ÉNONCÉ DE L'EXERCICE:
Recopiez mot pour mot le passage sur le film tamoul, depuis « L'histoire, d'inspiration essentiellement » jusqu'à « réalisant Miss Kamala. » inclus.

L'histoire, d'inspiration essentiellement mythologique, est celle du poète
bien connu, héros éponyme, et le film ne compte pas moins de plusieurs
dizaines de chansons, pour la plupart sur une musique carnatique
classique... Il s'agit de profiter pleinement de l'innovation technique
qu'est la bande son ! L'actrice principale - et elle-même chanteuse - T.P.Rajalakshmi,
peut-être considérée comme la première ou l'une des toutes premières
vedettes du cinéma tamoul... peut-être pas encore une star. En 1936 elle
passera du reste de l'autre côté de la caméra - encore une première pour une
femme tamoule - en réalisant Miss Kamala.

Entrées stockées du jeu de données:
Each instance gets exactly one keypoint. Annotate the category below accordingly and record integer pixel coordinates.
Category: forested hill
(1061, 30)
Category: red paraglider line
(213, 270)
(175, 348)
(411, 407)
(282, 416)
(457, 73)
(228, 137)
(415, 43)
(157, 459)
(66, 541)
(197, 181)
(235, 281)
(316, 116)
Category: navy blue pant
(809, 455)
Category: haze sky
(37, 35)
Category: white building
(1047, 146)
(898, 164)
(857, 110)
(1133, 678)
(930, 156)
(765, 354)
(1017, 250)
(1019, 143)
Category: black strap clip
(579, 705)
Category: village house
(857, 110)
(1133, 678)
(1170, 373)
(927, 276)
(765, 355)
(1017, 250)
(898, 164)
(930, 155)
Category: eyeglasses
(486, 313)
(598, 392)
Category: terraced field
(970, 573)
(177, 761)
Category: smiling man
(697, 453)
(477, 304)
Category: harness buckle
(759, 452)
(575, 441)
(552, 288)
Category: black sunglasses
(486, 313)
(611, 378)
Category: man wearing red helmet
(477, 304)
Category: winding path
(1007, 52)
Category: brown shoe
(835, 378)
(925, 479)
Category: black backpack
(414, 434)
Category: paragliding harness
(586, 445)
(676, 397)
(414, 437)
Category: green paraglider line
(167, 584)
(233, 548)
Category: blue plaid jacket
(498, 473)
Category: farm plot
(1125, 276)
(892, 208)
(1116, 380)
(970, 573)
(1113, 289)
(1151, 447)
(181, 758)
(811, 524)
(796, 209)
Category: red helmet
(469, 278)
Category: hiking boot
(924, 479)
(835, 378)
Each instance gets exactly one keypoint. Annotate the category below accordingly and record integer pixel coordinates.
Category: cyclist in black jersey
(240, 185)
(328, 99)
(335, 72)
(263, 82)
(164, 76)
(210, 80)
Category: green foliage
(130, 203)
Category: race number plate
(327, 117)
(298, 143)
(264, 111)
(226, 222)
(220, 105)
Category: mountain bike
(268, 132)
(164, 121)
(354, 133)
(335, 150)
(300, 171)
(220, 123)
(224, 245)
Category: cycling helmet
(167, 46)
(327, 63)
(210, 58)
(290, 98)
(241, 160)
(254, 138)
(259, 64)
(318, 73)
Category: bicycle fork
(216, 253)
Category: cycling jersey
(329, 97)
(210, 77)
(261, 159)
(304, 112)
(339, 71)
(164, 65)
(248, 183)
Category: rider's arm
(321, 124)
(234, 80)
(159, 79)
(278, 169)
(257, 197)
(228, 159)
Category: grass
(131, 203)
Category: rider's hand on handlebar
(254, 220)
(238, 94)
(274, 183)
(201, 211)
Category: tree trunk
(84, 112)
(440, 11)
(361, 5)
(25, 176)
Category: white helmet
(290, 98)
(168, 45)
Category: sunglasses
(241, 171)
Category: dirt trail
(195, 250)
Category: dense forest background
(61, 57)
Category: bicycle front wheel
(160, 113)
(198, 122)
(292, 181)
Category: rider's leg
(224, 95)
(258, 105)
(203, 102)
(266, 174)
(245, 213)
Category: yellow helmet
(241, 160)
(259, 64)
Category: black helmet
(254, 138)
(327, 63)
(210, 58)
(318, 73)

SOLUTION PROPOSÉE:
L'histoire, d'inspiration essentiellement mythologique, est celle du poète
bien connu, héros éponyme, et le film ne compte pas moins de plusieurs
dizaines de chansons, pour la plupart sur une musique carnatique
classique... Il s'agit de profiter pleinement de l'innovation technique
qu'est la bande son ! L'actrice principale - et elle-même chanteuse - T.P.Rajalakshmi,
peut-être considérée comme la première ou l'une des toutes premières
vedettes du cinéma tamoul... peut-être pas encore une star. En 1936 elle
passera du reste de l'autre côté de la caméra - encore une première pour une
femme tamoule - en réalisant Miss Kamala.